■ Brief
Line by line, transcribe all of the entries exactly.

Entries provided START

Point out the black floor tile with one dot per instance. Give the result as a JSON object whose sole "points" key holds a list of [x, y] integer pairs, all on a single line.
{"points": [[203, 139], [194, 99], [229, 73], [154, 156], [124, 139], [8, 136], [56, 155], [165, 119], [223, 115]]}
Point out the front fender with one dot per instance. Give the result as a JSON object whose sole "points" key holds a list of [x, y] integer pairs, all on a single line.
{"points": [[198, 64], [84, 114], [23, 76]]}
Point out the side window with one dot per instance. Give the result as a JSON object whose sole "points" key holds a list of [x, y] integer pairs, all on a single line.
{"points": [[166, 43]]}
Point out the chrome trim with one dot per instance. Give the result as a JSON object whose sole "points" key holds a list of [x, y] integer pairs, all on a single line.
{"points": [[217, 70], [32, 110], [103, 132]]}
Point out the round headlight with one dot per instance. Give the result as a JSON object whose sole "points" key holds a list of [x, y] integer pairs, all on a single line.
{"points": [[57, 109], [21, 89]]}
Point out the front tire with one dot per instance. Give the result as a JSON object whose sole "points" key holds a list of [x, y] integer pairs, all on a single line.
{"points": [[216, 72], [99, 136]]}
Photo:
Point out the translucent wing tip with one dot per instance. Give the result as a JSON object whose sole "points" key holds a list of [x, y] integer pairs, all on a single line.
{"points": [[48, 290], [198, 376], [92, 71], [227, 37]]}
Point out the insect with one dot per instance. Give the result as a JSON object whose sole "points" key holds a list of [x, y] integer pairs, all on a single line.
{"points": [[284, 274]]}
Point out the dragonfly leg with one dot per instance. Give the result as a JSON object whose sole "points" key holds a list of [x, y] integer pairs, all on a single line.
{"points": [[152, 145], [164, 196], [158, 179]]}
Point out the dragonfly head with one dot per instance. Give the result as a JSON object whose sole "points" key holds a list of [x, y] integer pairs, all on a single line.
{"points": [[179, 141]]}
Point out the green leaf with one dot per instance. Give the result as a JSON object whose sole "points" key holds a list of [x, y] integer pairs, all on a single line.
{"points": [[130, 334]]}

Entries provided END

■ Written response
Point out the black floor tile with one dot per instance. Give the result as a JSON object whose sole "points" key holds a list of [x, y] integer pairs, all on a single line.
{"points": [[203, 139], [194, 99], [229, 73], [154, 156], [124, 139], [8, 136], [56, 155], [165, 119], [223, 115]]}
Point out the front fender with one dot per instance. Give the result as a JSON object whose sole "points" key holds a list of [x, y] integer pairs, all on a single line.
{"points": [[198, 64], [84, 114], [23, 76]]}
Point out the side window with one dot per instance. Give the result as a JSON object whose sole "points" key holds a list of [x, y] integer pairs, all on a single line.
{"points": [[166, 43]]}
Point out the chrome trim with one dot per instance. Give the result as a JSON object whose sole "points" key holds a list of [x, y] integer pairs, all on a single line.
{"points": [[217, 70], [32, 110], [103, 132]]}
Point out the round headlight with one dot per instance. Give the result as a JSON object whose sole "points" key holds a list of [x, y] integer pairs, all on a single line.
{"points": [[57, 109], [21, 89]]}
Point out the front tire with one dot per instance. Give the result as a JSON object whose sole "points" key holds a list of [x, y] integer pairs, all on a single line.
{"points": [[216, 72], [99, 136]]}
Photo:
Point out the translucent wing tip with one dot per instance. Give the result as a JSON object whose sole "points" key holds a list of [x, y] integer pairs, all on a single line.
{"points": [[48, 290], [198, 376], [92, 71], [227, 37]]}
Point out the insect with one dot per instance. Give the result as a JSON object whose sole "points" key holds a list of [x, y] integer pairs, all on a single line.
{"points": [[284, 274]]}
Point out the dragonfly leg with one dot per instance. Give the result as a JSON object whose sole "points" key holds a list of [x, y] integer pairs, all on a single line.
{"points": [[152, 145], [164, 196], [158, 179]]}
Point out the dragonfly head with one dot per instance. Give the result as a JSON object whose sole "points" key holds a list of [x, y] integer pairs, all on a single line.
{"points": [[179, 141]]}
Point out the green leaf with one dot per instance. Give the result as a JSON object whose sole "points" key holds a list of [x, y] integer pairs, all on a single line.
{"points": [[130, 334]]}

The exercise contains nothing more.